## STATED GOAL
Turn every line of the entries below into a numbered list, leaving out any blank lines.

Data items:
=-=-=
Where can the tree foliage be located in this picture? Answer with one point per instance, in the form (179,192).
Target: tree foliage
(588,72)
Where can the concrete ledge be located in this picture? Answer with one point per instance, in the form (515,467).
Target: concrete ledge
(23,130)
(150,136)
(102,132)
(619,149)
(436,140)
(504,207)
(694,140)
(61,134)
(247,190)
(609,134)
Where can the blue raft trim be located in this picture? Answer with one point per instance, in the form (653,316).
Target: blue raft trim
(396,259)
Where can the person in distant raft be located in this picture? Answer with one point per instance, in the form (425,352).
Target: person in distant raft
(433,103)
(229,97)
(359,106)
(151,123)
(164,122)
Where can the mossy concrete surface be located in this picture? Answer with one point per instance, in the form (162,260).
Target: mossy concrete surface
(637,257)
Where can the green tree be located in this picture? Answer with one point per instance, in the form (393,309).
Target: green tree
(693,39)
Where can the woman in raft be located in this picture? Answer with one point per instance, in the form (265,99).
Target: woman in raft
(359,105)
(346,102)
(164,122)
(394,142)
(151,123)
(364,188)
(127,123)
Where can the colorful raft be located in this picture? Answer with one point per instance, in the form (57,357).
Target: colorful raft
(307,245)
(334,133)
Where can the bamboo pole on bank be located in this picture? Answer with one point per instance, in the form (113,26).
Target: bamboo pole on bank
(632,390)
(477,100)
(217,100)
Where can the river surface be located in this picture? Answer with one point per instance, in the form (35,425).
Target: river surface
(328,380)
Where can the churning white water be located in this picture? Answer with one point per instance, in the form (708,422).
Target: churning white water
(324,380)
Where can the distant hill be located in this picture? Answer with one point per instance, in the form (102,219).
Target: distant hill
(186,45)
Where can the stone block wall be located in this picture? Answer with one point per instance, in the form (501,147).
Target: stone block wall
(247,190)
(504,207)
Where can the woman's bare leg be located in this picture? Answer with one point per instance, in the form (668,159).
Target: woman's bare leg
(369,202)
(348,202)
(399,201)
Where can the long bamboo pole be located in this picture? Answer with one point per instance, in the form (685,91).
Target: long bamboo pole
=-=-=
## SOLUTION FOR THIS TASK
1. Where can the tree foliage be located in this picture? Answer with one point per instance, in the form (179,192).
2. Target: tree foliage
3. (588,72)
4. Where can the concrete ledge be located in this picture? Answer with one point per instance, in the form (515,467).
5. Target: concrete ledge
6. (23,130)
7. (150,136)
8. (102,132)
9. (619,149)
10. (436,140)
11. (504,207)
12. (694,140)
13. (61,134)
14. (247,190)
15. (609,134)
16. Where can the blue raft trim be located in this picture? Answer with one point per instance, in the form (653,316).
17. Target: blue raft trim
18. (396,259)
19. Where can the person in distant raft be located in this picture? Answer with one point per instance, in the form (425,352).
20. Target: person in distant raft
21. (433,103)
22. (229,97)
23. (359,106)
24. (151,123)
25. (164,122)
26. Where can the mossy concrete surface be located in this picture? Answer with one point per instance, in the form (162,260).
27. Target: mossy concrete surface
28. (637,257)
29. Where can the green tree be located in this picture? Answer with one point per instance, in the form (393,309).
30. Target: green tree
31. (693,39)
32. Where can the woman in raft be located in this picture? Answer with one point per instance, in the form (265,99).
33. Target: woman in raft
34. (359,105)
35. (346,102)
36. (164,122)
37. (394,142)
38. (151,123)
39. (364,188)
40. (127,123)
41. Where can the colorful raft be located in this picture? Answer with one point per instance, in the form (57,357).
42. Target: colorful raft
43. (307,245)
44. (334,133)
45. Where can the bamboo pole on bank be located in this picture? Answer with one point per instance, in the form (113,26).
46. Target: bamboo pole on bank
47. (632,390)
48. (477,100)
49. (217,100)
50. Where can the river surface be located in this picture? Answer with one point per instance, in the form (35,425).
51. Target: river surface
52. (328,380)
53. Where can the churning white water be located in this picture? Answer with one point per instance, in the form (708,422).
54. Target: churning white water
55. (324,380)
56. Where can the distant hill be located in this picture? Answer with one point per instance, in the form (102,219).
57. Target: distant hill
58. (186,45)
59. Where can the stone block wall be located in this picture? Answer with one point per instance, in the form (501,147).
60. Target: stone block wall
61. (247,190)
62. (504,207)
63. Where can the woman's bare leg be located in this picture? Answer with one point per instance, in the form (668,159).
64. Target: woman's bare leg
65. (369,202)
66. (348,202)
67. (399,201)
68. Where can the long bamboo pole be located in this picture? Answer with one point per instance, in the form (685,91).
69. Target: long bamboo pole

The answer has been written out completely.